The main difficulty here is determining the number of parameters of the density function in a computationally efficient manner. We approach this problem by finding all the modes in the particle set via mean-shift hill climbing and set these as the means of the Gaussian functions. Their covariances are determined by maximising the likelihood of the density function via expectation-maximisation (EM).

Given the estimated density, we can compute the upper bound of the differential entropy [24], H, which is taken to be the uncertainty U,

\begin{align} H & (p_{u} (x_{t} ∥ z_{0 : t}; \{π, μ, Σ\})) \\ = \sum_{k = 1}^{K} π_{k} (- log (π_{k}) + \frac{1}{2} log ({(2 πe)}^{D} | Σ_{k} |)) \end{align}

(5)

where e is the base of the natural logarithm and D the dimension (being 3 in our case).

The reason for using the upper bound is that the exact differential entropy of a mixture of Gaussian functions has no analytical solution. When computing both the upper and lower bounds, it was found that the difference between the two was insignificant, making any bound a good approximation of the true entropy. The choice of the believed location of the robot/human end effector is taken to be the mean of the Gaussian function with the highest weighted π.

{\hat{x}}_{t} = arg max_{x_{t}} p_{u} (x_{t} | z_{0 : t}; \{π, μ, Σ\}) = μ_{(k = max (π))}

(6)

Figure 3 depicts different configurations of the modes (clusters) and believed position of the end effector (indicated by a yellow arrow).

_ _ _ _

Challenge = Please continue the passage on estimating the end effector's position and uncertainty from the point where it stops. The data that comes next is from a different source.

_ _ _ _

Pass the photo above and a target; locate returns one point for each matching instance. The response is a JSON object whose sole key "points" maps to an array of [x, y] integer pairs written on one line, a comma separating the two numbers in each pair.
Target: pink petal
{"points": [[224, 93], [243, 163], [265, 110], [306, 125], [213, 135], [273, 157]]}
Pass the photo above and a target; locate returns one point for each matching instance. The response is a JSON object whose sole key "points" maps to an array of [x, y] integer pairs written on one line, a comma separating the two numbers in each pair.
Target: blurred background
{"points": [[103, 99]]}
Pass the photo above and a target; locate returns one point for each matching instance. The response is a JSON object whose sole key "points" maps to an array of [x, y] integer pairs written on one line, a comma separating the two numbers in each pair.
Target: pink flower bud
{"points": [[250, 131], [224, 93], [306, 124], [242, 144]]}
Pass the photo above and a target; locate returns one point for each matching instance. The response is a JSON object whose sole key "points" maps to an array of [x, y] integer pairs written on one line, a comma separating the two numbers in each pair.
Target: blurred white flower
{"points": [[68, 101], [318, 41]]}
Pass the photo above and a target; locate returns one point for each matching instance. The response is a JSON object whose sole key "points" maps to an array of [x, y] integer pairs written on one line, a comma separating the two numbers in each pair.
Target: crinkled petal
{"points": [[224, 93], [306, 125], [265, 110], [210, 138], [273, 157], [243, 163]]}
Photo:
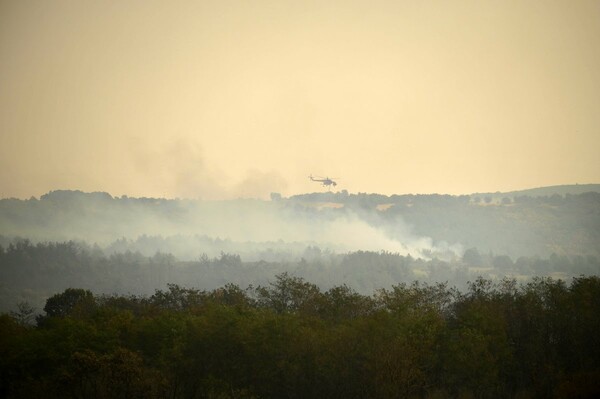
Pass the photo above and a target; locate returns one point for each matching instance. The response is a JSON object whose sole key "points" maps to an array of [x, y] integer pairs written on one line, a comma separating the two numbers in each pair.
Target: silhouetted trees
{"points": [[291, 339]]}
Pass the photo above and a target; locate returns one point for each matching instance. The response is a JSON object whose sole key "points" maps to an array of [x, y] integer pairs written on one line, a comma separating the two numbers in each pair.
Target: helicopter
{"points": [[327, 182]]}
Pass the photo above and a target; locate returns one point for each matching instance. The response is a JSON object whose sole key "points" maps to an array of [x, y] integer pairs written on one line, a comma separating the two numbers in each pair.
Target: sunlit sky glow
{"points": [[226, 99]]}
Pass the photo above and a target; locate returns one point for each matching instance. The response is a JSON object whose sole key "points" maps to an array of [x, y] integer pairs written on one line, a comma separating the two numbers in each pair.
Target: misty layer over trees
{"points": [[317, 295], [368, 242]]}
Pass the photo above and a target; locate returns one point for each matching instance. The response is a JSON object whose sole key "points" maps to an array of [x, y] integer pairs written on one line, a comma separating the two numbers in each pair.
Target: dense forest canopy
{"points": [[316, 295], [289, 339]]}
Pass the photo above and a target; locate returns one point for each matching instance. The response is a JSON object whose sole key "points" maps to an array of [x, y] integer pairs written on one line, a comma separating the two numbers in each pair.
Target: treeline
{"points": [[290, 339], [33, 272]]}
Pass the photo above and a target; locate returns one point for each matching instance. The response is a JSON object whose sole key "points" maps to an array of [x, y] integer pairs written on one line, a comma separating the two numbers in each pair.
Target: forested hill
{"points": [[422, 225]]}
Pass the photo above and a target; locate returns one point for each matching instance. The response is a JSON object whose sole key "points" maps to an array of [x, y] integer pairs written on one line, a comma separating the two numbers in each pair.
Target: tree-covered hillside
{"points": [[289, 339], [422, 225]]}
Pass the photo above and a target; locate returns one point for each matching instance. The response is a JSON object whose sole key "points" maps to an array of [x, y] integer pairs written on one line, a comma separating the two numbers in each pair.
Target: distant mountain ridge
{"points": [[565, 189]]}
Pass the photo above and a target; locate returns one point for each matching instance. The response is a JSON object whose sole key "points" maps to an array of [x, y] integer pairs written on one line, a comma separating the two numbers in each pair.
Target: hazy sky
{"points": [[220, 99]]}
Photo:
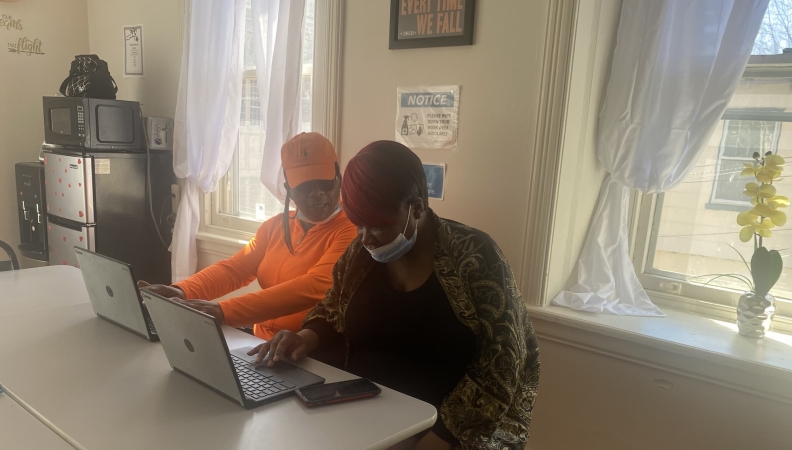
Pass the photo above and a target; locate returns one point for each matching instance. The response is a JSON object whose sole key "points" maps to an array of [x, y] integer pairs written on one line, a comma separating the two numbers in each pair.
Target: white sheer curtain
{"points": [[675, 67], [207, 113], [278, 26]]}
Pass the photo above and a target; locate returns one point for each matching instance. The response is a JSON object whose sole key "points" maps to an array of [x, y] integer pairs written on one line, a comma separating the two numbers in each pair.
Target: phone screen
{"points": [[352, 388]]}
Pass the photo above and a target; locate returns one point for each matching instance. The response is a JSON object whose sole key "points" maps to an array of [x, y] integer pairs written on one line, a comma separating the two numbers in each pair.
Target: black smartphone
{"points": [[324, 394]]}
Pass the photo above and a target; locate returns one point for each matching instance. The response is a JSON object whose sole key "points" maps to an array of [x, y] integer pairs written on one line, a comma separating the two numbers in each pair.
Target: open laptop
{"points": [[195, 346], [114, 293]]}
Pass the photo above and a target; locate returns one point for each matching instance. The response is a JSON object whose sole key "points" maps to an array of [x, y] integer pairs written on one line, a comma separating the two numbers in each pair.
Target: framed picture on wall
{"points": [[431, 23]]}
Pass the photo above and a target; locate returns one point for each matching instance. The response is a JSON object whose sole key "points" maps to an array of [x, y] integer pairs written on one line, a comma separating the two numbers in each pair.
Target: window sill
{"points": [[223, 243], [684, 343]]}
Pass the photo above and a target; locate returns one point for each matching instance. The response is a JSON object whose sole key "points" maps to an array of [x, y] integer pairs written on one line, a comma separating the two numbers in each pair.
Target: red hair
{"points": [[379, 180]]}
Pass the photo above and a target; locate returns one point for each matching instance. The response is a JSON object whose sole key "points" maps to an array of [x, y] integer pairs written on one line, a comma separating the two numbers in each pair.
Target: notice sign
{"points": [[435, 180], [427, 116], [133, 51]]}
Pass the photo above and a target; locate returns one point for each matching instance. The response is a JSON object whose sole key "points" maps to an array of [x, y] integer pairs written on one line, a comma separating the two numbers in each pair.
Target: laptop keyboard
{"points": [[259, 385]]}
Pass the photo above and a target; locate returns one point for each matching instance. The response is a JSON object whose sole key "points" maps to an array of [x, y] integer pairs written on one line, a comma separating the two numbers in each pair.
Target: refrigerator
{"points": [[100, 202]]}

_ _ _ _

Task result =
Model of human search

During the experiments, the recorded trajectories show that different actions are present for the same belief and uncertainty making the data multi-modal (for a particular position and uncertainty, different velocities are present). That is, multiple actions are possible given a specific belief. This results in a one-to-many mapping which is not a valid function, eliminating any regression technique which directly learns a non-linear function. To accommodate this fact, we again made use of a GMM to model the human’s demonstrated searches, $\{(x, \dot{x}, U)\}$ . Using statistical models to encode control policies in robotics is quite common (see [25]).

By normalising the velocity, the amount of information to be learned was reduced. We also took into consideration that velocity is more specific to embodiment capabilities: the robot might not be able to reproduce safely some of the velocity profiles demonstrated.

The training data set comprised a total of 20,000 triples $(\dot{x}, \hat{x}, U)$ from the 150 trajectories gathered from the demonstrators. The fitted GMM $p_{s} (\dot{x}, \hat{x}, U)$ had a total of seven dimensions, three for direction, three for position and one scalar for uncertainty. The definition of the GMM is presented in Equation 7:

p_{s} (\dot{x}, \hat{x}, U; {π, μ, Σ}) = \sum_{k = 1}^{K} π_{k} \cdot N (\dot{x}, \hat{x}, U; μ_{k}, Σ_{k})

(7)

μ_{k} = [\begin{matrix} μ_{\dot{x}} \\ μ_{\hat{x}} \\ μ_{U} \end{matrix}] Σ_{k} = [\begin{matrix} Σ_{\dot{x} \dot{x}} & Σ_{\dot{x} \hat{x}} & Σ_{\dot{x} U} \\ Σ_{\hat{x} \dot{x}} & Σ_{\hat{x} \hat{x}} & Σ_{\hat{x} U} \\ Σ_{U \dot{x}} & Σ_{U \hat{x}} & Σ_{UU} \end{matrix}]

Given this generative representation of the humans’ demonstrated searches, we proceeded to select the necessary parameters to correctly represent the data. This step is know as model selection, and we used Bayesian information criterion (BIC) to evaluate each set of parameters which were optimised via EM.

A total of 83 Gaussian functions were used in the final model, 67 for trajectories on the table and 15 for those in the air. In Figure 4 (left), we illustrate the model learned from human demonstrations where we plot the three-dimensional slice (the position) of the seven-dimensional GMM to give a sense of the size of the model.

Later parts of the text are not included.